### Brief 1
Using the ACT setup guide, explain in one to three sentences how the work is divided among the four core components of the ACT model.
### Brief 2
According to the ACT setup guide, what is the typical range for the chunk size?
### Brief 3
Reproduce the ACT setup guide from "# Install additional" to "robot state information.".

### Page
☆ ☆ ☆ ☆ ☆ ☆ ☆
Environment Preparation

1. Install LeRobot

# Clone LeRobot repository
git clone https://github.com/huggingface/lerobot.git
cd lerobot

# Create virtual environment (venv recommended; conda is also fine)
python -m venv .venv
source .venv/bin/activate
python -m pip install -U pip

# Install dependencies
pip install -e .

2. Install ACT-specific Dependencies

# Install additional packages
pip install einops
pip install timm
pip install wandb

# Login to Weights & Biases (optional)
wandb login

ACT Model Architecture

Core Components

  1. Vision Encoder: Processes multi-view image inputs.
  2. State Encoder: Processes robot state information.
  3. Transformer Decoder: Generates action sequences.
  4. Action Head: Outputs final action predictions.

Key Parameters

  • Chunk Size: Number of actions predicted at once (typically 50-100).
  • Context Length: Length of historical observations.
  • Hidden Dimension: Hidden dimension of the Transformer.
  • Number of Heads: Number of attention heads.
☆ ☆ ☆ ☆ ☆ ☆ ☆
### Information provided

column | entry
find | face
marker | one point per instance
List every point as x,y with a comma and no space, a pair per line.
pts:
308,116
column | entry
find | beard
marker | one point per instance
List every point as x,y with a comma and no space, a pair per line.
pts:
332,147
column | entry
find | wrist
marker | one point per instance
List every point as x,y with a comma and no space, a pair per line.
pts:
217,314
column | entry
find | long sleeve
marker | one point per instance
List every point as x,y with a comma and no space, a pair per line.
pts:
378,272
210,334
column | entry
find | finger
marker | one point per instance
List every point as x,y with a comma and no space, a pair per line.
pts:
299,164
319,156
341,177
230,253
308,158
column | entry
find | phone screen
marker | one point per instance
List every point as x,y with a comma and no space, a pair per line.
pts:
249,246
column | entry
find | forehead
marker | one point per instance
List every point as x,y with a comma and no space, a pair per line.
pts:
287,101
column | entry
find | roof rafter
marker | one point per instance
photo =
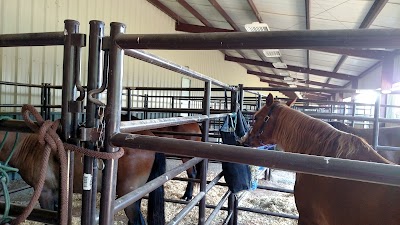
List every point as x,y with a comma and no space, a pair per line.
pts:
291,68
281,77
373,12
166,10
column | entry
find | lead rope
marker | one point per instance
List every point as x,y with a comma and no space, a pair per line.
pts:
49,138
4,178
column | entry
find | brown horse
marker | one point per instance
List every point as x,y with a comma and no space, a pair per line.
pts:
323,200
388,136
193,172
134,169
191,128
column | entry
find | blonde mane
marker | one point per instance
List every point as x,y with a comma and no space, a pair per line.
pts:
300,133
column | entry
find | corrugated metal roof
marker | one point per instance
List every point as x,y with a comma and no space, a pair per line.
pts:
291,15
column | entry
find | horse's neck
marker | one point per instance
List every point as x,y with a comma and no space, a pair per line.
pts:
9,142
293,136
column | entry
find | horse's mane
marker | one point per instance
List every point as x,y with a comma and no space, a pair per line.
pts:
301,133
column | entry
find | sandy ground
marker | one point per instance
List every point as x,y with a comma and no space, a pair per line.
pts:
258,199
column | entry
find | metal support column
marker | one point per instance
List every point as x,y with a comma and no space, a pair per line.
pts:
90,172
204,164
241,96
259,102
129,103
68,93
113,119
376,121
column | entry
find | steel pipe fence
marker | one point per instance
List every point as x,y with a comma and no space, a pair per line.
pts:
118,41
71,39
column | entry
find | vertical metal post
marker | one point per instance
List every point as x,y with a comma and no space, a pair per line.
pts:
241,96
204,163
353,113
68,94
47,102
259,104
146,106
129,103
43,100
234,101
89,193
376,121
113,120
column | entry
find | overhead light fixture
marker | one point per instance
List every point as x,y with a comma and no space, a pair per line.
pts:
256,27
271,53
280,65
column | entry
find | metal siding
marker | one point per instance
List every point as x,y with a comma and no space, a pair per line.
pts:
37,65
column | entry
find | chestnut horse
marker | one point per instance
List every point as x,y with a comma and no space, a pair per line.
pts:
134,169
388,136
190,128
323,200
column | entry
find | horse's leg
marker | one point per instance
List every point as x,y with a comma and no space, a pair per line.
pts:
49,199
133,171
155,207
191,173
135,215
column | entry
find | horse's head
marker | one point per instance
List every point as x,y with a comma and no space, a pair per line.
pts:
264,123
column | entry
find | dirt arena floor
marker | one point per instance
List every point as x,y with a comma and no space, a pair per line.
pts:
258,199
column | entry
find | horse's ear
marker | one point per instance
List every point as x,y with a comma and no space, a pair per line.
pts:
291,102
270,100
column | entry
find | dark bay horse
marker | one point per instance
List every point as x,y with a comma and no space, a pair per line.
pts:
388,136
322,200
134,169
190,128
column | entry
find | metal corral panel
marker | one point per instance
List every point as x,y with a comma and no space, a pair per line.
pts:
389,16
45,64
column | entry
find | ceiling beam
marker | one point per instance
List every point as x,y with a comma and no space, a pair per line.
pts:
260,74
255,11
366,72
373,12
194,12
224,14
166,10
291,68
371,54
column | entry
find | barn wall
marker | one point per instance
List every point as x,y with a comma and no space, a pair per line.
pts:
44,64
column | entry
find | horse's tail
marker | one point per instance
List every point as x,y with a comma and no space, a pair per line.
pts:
155,212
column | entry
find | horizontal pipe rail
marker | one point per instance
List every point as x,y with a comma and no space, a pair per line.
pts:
309,164
187,209
355,118
218,207
150,124
298,39
259,211
14,126
156,60
32,39
126,200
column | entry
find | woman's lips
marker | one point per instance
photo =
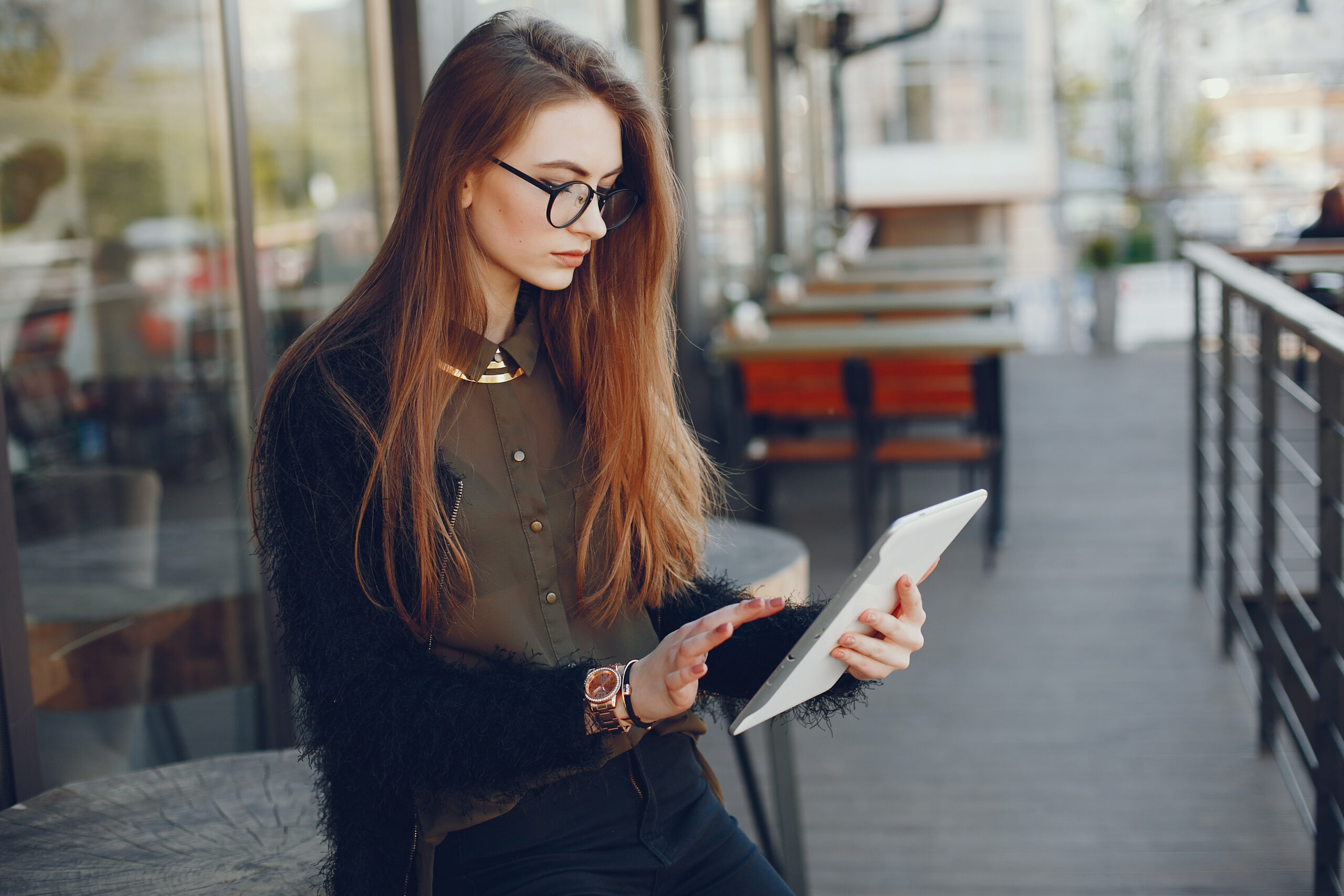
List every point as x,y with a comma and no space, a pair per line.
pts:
572,260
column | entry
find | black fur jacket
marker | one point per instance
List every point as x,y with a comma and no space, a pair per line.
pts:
380,716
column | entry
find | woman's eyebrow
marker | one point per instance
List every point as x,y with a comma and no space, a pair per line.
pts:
577,168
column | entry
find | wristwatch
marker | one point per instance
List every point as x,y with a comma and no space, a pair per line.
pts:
603,690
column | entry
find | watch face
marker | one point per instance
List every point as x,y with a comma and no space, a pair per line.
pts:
601,686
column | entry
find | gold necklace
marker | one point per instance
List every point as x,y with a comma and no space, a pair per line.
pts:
488,378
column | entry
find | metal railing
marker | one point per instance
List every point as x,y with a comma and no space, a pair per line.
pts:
1268,374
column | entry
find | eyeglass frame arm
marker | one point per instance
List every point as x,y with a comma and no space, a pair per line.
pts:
555,191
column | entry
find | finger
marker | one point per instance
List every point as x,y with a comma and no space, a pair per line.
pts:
893,653
893,629
685,676
694,649
910,602
737,614
866,668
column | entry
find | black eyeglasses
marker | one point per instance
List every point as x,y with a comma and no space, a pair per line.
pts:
570,201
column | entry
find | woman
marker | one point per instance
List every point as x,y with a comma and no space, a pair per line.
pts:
478,505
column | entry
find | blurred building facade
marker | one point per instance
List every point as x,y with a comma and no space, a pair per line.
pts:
187,184
1187,119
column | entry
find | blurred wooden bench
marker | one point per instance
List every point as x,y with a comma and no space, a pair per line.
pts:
855,308
842,395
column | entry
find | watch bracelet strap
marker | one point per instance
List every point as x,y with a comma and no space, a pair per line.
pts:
605,718
629,705
606,721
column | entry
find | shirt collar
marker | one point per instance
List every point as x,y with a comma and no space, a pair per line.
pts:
523,344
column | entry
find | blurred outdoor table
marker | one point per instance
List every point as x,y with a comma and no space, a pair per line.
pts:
820,307
872,280
241,824
248,823
991,258
970,336
768,562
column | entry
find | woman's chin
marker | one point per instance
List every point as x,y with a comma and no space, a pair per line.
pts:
550,280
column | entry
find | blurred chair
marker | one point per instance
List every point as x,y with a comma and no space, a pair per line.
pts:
937,410
803,412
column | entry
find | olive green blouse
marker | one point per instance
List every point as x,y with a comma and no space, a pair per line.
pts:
517,446
517,449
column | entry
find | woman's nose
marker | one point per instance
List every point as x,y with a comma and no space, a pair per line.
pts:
591,222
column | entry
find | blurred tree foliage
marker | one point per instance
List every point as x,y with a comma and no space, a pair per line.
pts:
123,183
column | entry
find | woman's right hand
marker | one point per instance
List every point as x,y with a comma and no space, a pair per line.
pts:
664,683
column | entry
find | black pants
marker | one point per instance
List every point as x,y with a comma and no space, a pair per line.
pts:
646,824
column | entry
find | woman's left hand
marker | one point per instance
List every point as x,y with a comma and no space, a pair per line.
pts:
896,637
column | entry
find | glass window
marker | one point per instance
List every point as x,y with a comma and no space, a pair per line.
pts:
963,82
123,385
312,157
729,156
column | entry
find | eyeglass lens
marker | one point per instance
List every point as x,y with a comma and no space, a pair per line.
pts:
573,202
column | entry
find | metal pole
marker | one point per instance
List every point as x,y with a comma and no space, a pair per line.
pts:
1196,376
276,721
749,782
1269,525
768,85
1331,612
20,766
1225,452
788,816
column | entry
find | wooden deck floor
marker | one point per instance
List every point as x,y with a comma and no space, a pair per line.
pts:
1070,727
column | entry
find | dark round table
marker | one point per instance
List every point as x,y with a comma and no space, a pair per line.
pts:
246,824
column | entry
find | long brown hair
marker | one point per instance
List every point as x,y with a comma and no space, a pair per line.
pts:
609,335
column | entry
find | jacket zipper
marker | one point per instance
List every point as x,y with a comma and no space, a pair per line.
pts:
411,860
452,525
629,762
429,648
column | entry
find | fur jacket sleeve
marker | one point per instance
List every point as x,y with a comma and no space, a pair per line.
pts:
385,722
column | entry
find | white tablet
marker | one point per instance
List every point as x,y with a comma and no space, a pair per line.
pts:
909,546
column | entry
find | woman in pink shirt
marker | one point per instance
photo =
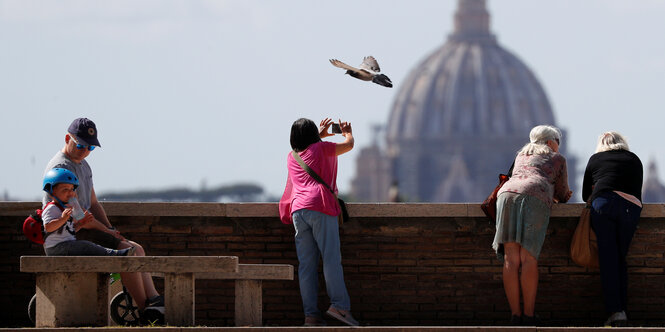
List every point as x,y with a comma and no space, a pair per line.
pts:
313,210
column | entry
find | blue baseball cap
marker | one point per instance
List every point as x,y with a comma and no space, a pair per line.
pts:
85,131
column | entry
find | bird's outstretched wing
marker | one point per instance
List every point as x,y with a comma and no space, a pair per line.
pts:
369,63
343,65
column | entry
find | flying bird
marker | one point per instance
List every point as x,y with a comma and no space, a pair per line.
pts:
369,71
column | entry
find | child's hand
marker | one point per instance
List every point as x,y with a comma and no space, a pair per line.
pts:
88,217
66,213
116,233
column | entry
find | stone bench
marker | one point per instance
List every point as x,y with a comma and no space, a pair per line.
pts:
249,288
73,290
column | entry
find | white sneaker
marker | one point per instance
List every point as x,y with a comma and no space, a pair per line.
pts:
617,319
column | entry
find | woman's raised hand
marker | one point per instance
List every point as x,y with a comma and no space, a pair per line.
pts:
346,128
323,127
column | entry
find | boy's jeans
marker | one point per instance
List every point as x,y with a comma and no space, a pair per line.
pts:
317,234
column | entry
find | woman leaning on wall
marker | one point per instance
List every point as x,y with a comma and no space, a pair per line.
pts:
540,178
613,186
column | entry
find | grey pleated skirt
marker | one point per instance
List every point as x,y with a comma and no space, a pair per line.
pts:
522,219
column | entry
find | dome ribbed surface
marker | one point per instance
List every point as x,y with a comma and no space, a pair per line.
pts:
468,86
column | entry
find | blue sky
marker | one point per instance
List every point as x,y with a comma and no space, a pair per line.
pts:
192,92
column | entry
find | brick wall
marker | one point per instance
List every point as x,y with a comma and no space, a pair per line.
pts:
404,264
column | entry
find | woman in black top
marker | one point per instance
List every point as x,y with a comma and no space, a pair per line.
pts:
613,186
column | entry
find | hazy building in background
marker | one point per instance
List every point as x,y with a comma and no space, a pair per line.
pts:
653,190
457,120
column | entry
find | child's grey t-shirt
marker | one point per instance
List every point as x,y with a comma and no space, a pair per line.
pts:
51,213
82,171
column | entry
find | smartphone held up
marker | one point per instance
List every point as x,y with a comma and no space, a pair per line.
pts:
336,129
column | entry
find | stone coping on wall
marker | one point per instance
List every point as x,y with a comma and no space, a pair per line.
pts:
360,210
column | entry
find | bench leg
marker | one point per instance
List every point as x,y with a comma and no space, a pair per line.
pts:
179,299
249,303
71,299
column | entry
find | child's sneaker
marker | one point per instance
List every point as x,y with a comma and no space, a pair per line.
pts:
153,315
125,252
343,316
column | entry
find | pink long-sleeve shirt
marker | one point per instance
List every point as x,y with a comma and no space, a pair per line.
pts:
304,192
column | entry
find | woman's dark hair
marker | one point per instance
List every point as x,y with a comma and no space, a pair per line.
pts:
304,132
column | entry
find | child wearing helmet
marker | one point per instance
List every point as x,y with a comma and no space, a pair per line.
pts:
60,184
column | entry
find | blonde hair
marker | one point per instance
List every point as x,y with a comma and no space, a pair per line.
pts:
538,138
611,140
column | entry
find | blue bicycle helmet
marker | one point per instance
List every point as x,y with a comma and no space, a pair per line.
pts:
59,175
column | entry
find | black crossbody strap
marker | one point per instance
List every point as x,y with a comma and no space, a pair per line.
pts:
310,171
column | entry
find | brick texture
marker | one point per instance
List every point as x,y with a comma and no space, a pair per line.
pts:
399,270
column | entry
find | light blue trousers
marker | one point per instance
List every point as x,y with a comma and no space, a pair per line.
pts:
317,235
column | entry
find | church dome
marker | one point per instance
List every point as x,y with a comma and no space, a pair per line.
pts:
470,86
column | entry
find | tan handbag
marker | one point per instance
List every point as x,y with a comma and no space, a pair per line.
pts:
583,247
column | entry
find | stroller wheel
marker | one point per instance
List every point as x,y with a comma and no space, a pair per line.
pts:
123,310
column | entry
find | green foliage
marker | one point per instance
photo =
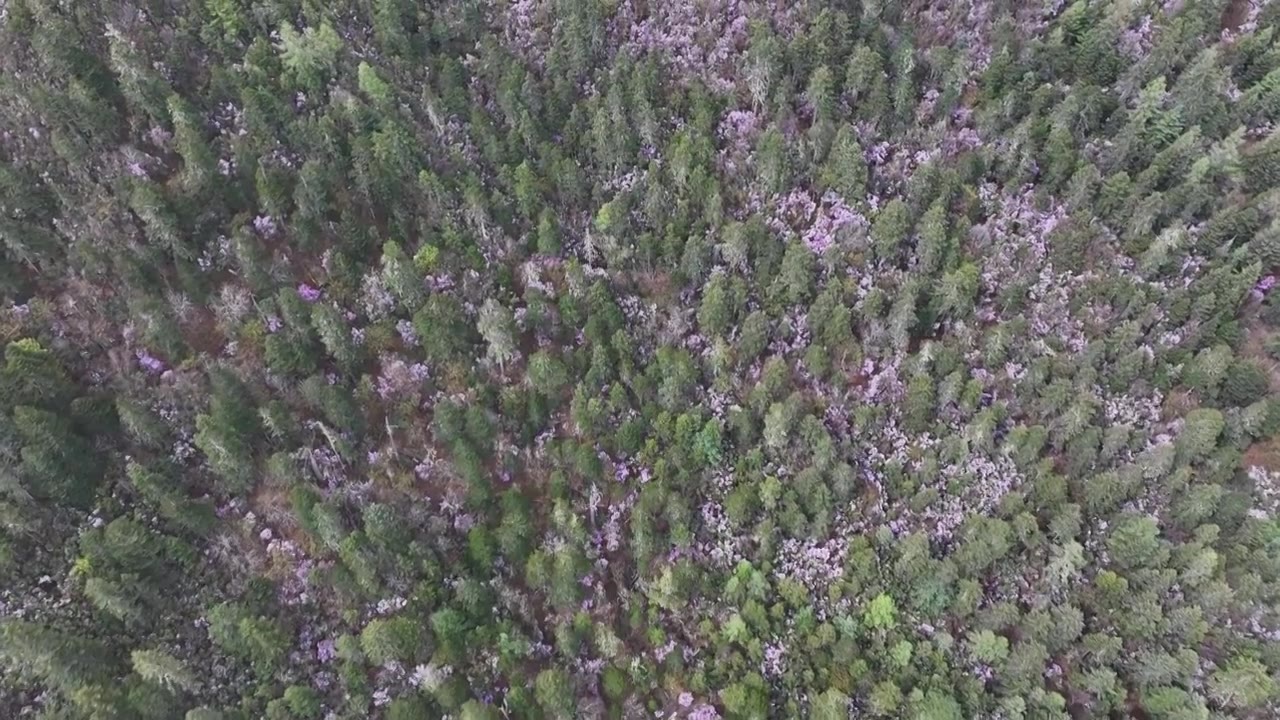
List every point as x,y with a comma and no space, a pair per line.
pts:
310,54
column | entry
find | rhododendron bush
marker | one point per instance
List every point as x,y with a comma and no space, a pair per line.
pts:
718,359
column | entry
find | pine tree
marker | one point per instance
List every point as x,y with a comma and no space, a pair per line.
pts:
497,328
845,169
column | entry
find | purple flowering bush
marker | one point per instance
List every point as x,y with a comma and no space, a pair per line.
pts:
708,360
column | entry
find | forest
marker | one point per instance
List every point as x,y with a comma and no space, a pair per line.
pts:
639,359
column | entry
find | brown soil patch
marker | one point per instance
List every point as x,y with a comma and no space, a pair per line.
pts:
1235,13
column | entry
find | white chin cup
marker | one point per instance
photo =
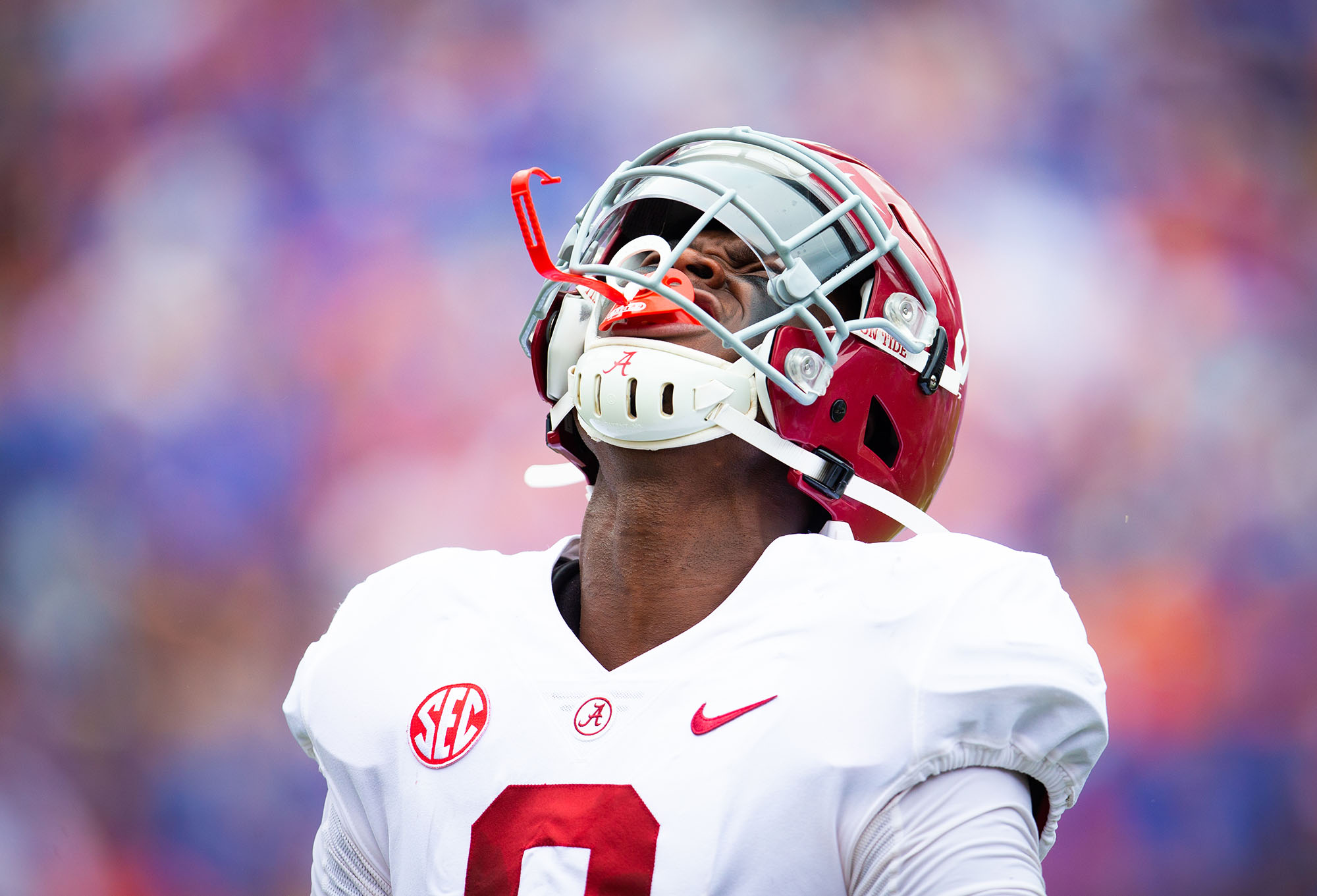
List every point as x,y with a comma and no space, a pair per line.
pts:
☆ ☆ ☆ ☆ ☆ ☆ ☆
### Result 1
The Vision Encoder processes multi-view image inputs, and the State Encoder processes robot state information. The Transformer Decoder then generates action sequences, and the Action Head outputs the final action predictions.

### Result 2
Typically 50-100 actions.

### Result 3
# Install additional packages
pip install einops
pip install timm
pip install wandb

# Login to Weights & Biases (optional)
wandb login

ACT Model Architecture

Core Components

  1. Vision Encoder: Processes multi-view image inputs.
  2. State Encoder: Processes robot state information.